> [Written request]
Pull out each line of the listing below that contains the string "field". Letter case matters.

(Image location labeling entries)

## Begin

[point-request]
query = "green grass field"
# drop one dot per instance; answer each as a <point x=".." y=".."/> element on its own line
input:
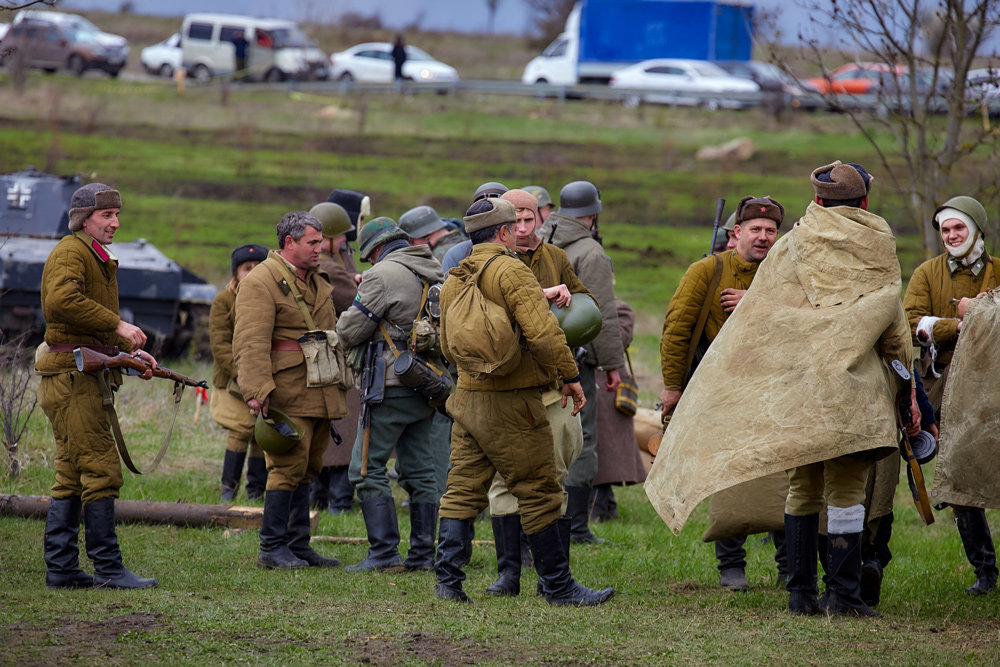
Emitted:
<point x="208" y="170"/>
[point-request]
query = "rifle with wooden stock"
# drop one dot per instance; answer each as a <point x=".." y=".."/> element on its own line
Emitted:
<point x="914" y="475"/>
<point x="88" y="360"/>
<point x="91" y="361"/>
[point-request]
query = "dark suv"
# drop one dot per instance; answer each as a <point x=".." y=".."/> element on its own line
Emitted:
<point x="51" y="45"/>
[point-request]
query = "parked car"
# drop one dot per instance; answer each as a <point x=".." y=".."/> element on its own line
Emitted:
<point x="685" y="83"/>
<point x="162" y="58"/>
<point x="372" y="63"/>
<point x="54" y="40"/>
<point x="278" y="49"/>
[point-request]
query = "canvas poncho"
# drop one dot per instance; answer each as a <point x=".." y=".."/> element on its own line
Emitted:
<point x="796" y="375"/>
<point x="967" y="471"/>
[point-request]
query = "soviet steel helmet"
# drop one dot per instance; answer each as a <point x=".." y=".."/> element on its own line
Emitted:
<point x="377" y="232"/>
<point x="277" y="433"/>
<point x="420" y="221"/>
<point x="579" y="199"/>
<point x="334" y="217"/>
<point x="580" y="320"/>
<point x="967" y="205"/>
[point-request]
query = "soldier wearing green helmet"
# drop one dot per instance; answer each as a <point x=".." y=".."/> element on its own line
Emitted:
<point x="331" y="489"/>
<point x="936" y="299"/>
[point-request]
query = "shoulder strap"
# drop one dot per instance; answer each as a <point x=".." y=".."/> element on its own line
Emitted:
<point x="699" y="328"/>
<point x="299" y="300"/>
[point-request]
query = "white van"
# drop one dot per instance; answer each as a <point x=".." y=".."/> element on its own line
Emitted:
<point x="277" y="49"/>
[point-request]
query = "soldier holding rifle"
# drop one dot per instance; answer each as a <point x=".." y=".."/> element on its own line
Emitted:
<point x="79" y="295"/>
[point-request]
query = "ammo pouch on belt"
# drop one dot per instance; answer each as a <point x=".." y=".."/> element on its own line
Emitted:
<point x="326" y="361"/>
<point x="418" y="375"/>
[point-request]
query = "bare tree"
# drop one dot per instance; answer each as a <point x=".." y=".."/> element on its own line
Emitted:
<point x="924" y="51"/>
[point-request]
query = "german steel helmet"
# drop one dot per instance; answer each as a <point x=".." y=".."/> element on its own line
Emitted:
<point x="580" y="320"/>
<point x="334" y="217"/>
<point x="578" y="199"/>
<point x="277" y="433"/>
<point x="377" y="232"/>
<point x="967" y="205"/>
<point x="420" y="221"/>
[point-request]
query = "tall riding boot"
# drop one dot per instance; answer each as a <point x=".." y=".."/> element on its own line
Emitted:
<point x="979" y="549"/>
<point x="801" y="542"/>
<point x="507" y="539"/>
<point x="319" y="489"/>
<point x="299" y="529"/>
<point x="62" y="551"/>
<point x="383" y="536"/>
<point x="342" y="492"/>
<point x="423" y="524"/>
<point x="553" y="569"/>
<point x="256" y="477"/>
<point x="843" y="588"/>
<point x="454" y="551"/>
<point x="274" y="551"/>
<point x="232" y="470"/>
<point x="577" y="501"/>
<point x="102" y="548"/>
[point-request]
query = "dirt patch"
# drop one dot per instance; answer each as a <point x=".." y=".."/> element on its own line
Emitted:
<point x="425" y="647"/>
<point x="72" y="639"/>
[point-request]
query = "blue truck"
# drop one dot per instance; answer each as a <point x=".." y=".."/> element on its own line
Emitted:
<point x="602" y="36"/>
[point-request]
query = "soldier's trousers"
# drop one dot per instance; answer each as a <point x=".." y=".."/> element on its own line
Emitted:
<point x="584" y="469"/>
<point x="302" y="462"/>
<point x="504" y="432"/>
<point x="839" y="482"/>
<point x="568" y="440"/>
<point x="87" y="462"/>
<point x="402" y="422"/>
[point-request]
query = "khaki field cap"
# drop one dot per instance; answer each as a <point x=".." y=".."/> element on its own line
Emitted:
<point x="751" y="207"/>
<point x="839" y="181"/>
<point x="90" y="198"/>
<point x="501" y="213"/>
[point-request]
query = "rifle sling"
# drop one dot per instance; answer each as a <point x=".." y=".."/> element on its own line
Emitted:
<point x="109" y="405"/>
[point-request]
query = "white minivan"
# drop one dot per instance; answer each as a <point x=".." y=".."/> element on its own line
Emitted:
<point x="277" y="49"/>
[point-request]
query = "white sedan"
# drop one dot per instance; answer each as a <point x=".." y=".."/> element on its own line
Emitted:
<point x="686" y="83"/>
<point x="163" y="59"/>
<point x="372" y="63"/>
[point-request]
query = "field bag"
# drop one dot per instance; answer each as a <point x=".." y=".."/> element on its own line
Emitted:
<point x="326" y="359"/>
<point x="480" y="335"/>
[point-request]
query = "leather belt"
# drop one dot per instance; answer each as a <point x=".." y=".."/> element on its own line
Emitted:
<point x="109" y="350"/>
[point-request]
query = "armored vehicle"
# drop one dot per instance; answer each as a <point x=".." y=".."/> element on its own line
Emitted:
<point x="167" y="301"/>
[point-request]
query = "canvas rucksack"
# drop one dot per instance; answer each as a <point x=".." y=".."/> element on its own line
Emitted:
<point x="482" y="339"/>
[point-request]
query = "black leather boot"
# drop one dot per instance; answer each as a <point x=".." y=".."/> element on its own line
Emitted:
<point x="507" y="539"/>
<point x="553" y="569"/>
<point x="62" y="550"/>
<point x="383" y="536"/>
<point x="423" y="524"/>
<point x="102" y="548"/>
<point x="256" y="477"/>
<point x="232" y="470"/>
<point x="801" y="543"/>
<point x="979" y="549"/>
<point x="843" y="588"/>
<point x="578" y="511"/>
<point x="319" y="489"/>
<point x="299" y="530"/>
<point x="342" y="493"/>
<point x="454" y="551"/>
<point x="274" y="552"/>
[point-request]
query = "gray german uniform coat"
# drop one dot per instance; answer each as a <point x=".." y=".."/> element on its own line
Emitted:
<point x="390" y="292"/>
<point x="593" y="266"/>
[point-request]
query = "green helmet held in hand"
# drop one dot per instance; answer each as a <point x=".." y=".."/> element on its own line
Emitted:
<point x="377" y="232"/>
<point x="277" y="433"/>
<point x="580" y="320"/>
<point x="334" y="217"/>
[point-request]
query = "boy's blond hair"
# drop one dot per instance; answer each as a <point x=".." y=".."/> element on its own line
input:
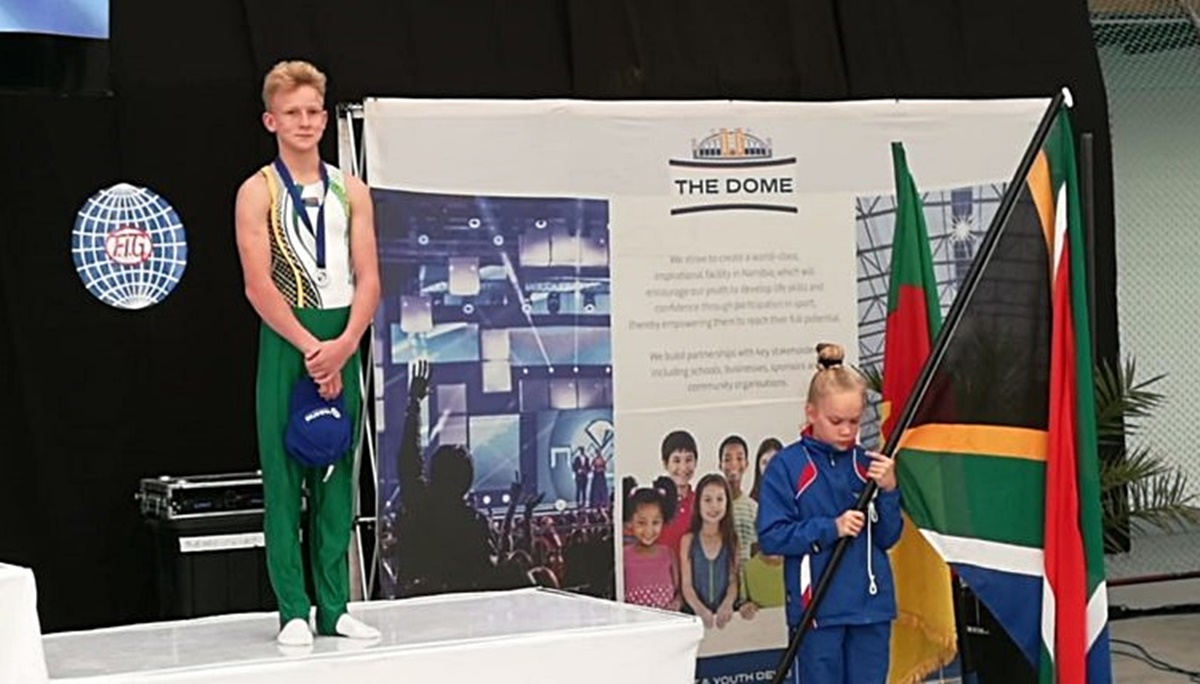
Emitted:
<point x="289" y="76"/>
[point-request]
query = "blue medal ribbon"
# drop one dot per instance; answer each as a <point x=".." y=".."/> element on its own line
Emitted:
<point x="298" y="203"/>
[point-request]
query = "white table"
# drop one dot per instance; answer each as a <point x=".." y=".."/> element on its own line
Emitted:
<point x="526" y="636"/>
<point x="21" y="634"/>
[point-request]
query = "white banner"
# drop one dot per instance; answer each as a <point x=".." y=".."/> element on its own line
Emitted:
<point x="660" y="270"/>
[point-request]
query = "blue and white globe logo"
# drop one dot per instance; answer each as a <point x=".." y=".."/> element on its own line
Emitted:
<point x="129" y="246"/>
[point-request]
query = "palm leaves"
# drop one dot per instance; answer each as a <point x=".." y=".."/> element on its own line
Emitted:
<point x="1138" y="486"/>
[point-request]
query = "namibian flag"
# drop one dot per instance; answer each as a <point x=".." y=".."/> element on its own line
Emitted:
<point x="999" y="465"/>
<point x="923" y="639"/>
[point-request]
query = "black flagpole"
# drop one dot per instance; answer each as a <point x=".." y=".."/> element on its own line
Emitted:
<point x="927" y="375"/>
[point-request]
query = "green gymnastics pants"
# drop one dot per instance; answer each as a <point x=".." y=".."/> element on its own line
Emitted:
<point x="330" y="502"/>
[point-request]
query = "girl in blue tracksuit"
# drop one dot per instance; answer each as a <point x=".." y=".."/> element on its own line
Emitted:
<point x="807" y="504"/>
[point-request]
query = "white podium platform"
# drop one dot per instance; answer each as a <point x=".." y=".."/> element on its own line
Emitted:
<point x="525" y="636"/>
<point x="21" y="645"/>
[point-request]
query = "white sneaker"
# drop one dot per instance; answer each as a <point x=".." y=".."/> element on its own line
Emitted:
<point x="295" y="633"/>
<point x="353" y="628"/>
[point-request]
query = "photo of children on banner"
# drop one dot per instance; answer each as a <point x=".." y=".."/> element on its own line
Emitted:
<point x="652" y="569"/>
<point x="679" y="463"/>
<point x="807" y="504"/>
<point x="763" y="574"/>
<point x="699" y="552"/>
<point x="444" y="544"/>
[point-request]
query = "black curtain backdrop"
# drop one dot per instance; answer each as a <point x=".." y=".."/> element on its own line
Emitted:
<point x="97" y="399"/>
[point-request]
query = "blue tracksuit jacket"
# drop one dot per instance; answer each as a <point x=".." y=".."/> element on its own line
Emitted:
<point x="805" y="487"/>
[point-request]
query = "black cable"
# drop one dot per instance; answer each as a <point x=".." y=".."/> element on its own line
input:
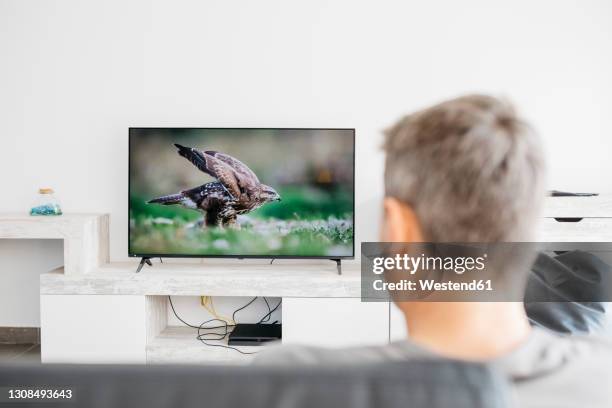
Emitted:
<point x="203" y="337"/>
<point x="243" y="307"/>
<point x="268" y="305"/>
<point x="270" y="312"/>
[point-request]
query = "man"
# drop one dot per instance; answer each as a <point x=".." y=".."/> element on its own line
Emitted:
<point x="470" y="170"/>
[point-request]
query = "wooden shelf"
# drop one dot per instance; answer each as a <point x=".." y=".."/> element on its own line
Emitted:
<point x="179" y="345"/>
<point x="284" y="278"/>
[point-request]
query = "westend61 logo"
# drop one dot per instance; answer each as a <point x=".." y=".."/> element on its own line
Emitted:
<point x="422" y="262"/>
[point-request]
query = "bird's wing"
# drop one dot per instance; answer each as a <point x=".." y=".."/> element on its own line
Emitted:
<point x="214" y="167"/>
<point x="236" y="164"/>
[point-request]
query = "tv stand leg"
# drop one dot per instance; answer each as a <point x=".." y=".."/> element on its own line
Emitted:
<point x="143" y="260"/>
<point x="338" y="265"/>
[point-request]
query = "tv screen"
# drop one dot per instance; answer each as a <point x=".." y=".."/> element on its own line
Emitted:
<point x="236" y="192"/>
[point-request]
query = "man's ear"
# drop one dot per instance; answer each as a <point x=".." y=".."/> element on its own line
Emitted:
<point x="401" y="223"/>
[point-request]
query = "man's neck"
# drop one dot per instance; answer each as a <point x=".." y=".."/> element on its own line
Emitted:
<point x="468" y="330"/>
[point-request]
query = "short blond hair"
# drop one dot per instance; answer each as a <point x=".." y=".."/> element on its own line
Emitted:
<point x="471" y="169"/>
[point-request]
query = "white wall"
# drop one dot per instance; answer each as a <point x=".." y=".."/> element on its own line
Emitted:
<point x="75" y="75"/>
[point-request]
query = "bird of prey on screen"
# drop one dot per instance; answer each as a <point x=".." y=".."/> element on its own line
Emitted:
<point x="236" y="191"/>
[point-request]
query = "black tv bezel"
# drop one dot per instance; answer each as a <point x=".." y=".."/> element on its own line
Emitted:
<point x="156" y="255"/>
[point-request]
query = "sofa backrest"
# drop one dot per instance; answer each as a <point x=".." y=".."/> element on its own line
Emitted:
<point x="415" y="384"/>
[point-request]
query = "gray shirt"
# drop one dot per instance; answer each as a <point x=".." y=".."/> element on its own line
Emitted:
<point x="547" y="370"/>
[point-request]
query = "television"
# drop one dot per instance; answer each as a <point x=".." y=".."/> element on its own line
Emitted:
<point x="242" y="193"/>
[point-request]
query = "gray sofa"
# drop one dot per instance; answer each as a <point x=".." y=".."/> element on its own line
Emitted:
<point x="415" y="384"/>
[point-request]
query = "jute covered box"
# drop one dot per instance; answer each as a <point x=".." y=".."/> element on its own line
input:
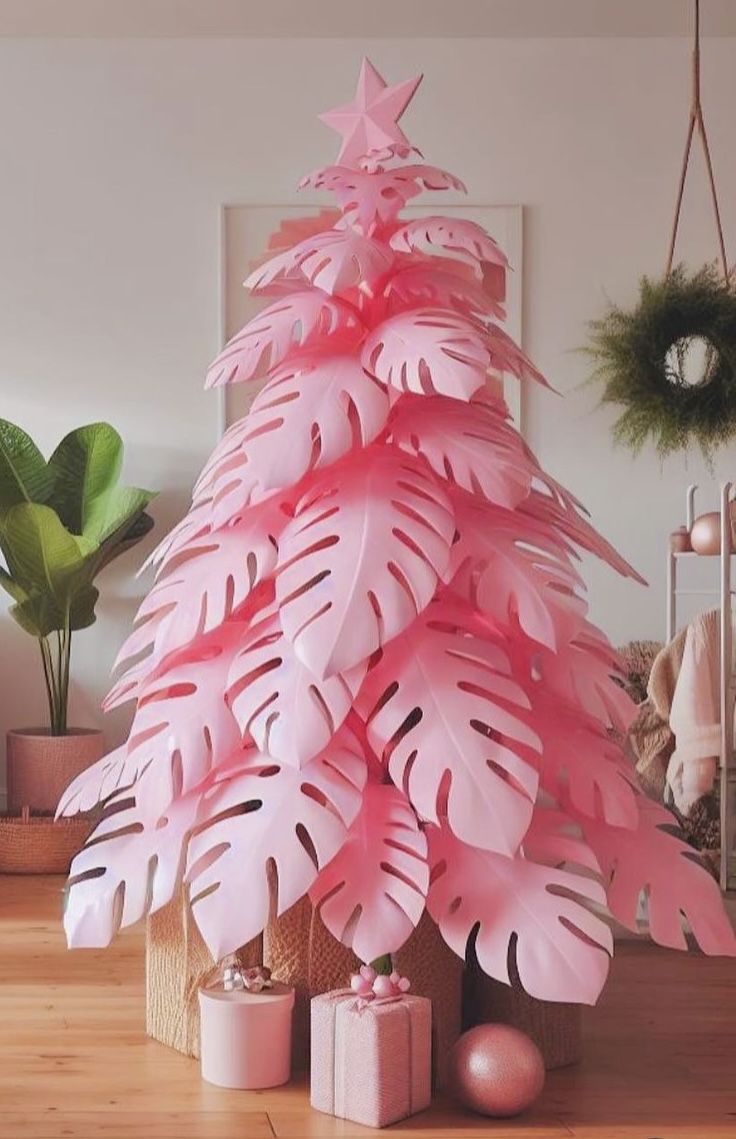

## End

> [Exercise result]
query = "green grass field"
query = "khaki field cap"
query = "field bag"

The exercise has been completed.